--- start of PAGE ---
Editors’ note

When we initially thought about running a special theme on the Internet of things, we were motivated; as many are e.g. [11, 9, 15, 10], by a concern with the threat to privacy that accompanies the widespread rollout of connected devices. Edith Ramirez, chairwoman of the Federal Trade Commission tasked with protecting consumers in the USA, seemed to us to sum the situation up generally:

‘Connected devices [are] collecting, transmitting, storing, and often sharing vast amounts of consumer data, some of it highly personal … … … companies are investing billions of dollars in this growing industry; they should also make appropriate investments in privacy and security. The stakes are too high to do otherwise.’[8]

In saying this, Ramirez reminds us that privacy and security are key to building societal trust into the IoT, an ingredient seen as essential to its success [14]. We note that privacy is not the same as security, however.

While current industry solutions largely put emphasis on encryption as a privacy-preserving measure, there is more to privacy than the confidentiality of data at rest or in motion [7]. Furthermore, encryption often will not stop industry accessing personal data [13], and metadata can be as or more revealing than data itself [1]. Thus, in considering just what this special theme might about it seemed to us important to take account of what more might be involved in addressing the privacy risks occasioned by the IoT than security provides for?
--- end of PAGE ---
--- start of DATA EXCERPTS ---
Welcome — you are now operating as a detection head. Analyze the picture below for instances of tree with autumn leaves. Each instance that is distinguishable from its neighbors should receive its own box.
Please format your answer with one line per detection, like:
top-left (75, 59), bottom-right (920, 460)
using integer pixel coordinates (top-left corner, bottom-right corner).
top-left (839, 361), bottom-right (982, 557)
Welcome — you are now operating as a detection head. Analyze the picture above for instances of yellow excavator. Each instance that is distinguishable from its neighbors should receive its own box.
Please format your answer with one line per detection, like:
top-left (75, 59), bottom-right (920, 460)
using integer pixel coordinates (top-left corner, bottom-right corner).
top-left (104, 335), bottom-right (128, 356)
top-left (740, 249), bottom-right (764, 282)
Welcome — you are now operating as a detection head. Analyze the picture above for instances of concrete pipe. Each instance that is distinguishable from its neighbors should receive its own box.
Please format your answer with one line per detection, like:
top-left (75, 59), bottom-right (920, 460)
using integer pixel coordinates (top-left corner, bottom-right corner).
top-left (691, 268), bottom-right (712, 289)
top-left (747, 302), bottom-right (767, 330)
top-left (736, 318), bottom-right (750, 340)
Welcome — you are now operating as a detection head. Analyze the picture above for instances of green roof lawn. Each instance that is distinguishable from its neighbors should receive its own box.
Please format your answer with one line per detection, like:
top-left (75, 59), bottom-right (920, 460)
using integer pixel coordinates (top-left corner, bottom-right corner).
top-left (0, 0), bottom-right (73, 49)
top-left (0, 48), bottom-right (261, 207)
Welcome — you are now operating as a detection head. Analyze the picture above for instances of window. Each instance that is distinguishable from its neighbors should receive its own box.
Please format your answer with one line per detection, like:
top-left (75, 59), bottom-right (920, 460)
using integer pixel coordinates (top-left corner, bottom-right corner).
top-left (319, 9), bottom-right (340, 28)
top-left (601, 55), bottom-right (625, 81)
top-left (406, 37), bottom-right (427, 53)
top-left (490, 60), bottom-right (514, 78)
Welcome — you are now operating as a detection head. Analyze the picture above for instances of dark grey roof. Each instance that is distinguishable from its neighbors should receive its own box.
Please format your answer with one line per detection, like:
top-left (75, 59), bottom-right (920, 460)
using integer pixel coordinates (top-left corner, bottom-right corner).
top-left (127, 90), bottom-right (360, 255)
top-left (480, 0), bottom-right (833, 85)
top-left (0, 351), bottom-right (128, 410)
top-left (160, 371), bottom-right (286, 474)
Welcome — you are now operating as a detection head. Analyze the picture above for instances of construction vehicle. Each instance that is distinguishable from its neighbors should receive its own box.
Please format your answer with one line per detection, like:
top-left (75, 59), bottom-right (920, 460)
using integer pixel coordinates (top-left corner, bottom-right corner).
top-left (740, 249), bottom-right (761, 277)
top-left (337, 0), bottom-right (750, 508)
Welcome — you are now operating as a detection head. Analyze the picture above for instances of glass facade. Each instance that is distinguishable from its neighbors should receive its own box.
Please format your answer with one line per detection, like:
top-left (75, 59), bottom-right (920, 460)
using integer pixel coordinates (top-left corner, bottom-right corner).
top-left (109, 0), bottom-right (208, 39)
--- end of DATA EXCERPTS ---
_INSTRUCTION 1_
Copy word for word the part of the editors' note from "While current industry" up to and including "security provides for?".
_INSTRUCTION 2_
Summarize the editors' note in two sentences.

_TASK RESULT 1_
While current industry solutions largely put emphasis on encryption as a privacy-preserving measure, there is more to privacy than the confidentiality of data at rest or in motion [7]. Furthermore, encryption often will not stop industry accessing personal data [13], and metadata can be as or more revealing than data itself [1]. Thus, in considering just what this special theme might about it seemed to us important to take account of what more might be involved in addressing the privacy risks occasioned by the IoT than security provides for?

_TASK RESULT 2_
The editors planned a special theme on the Internet of things out of concern for the privacy threat posed by the widespread rollout of connected devices, a concern they felt FTC chairwoman Edith Ramirez summed up when she urged companies to invest in privacy and security. They stress that privacy is not the same as security, noting that encryption often will not stop industry from accessing personal data and that metadata can be as revealing as the data itself, or more so.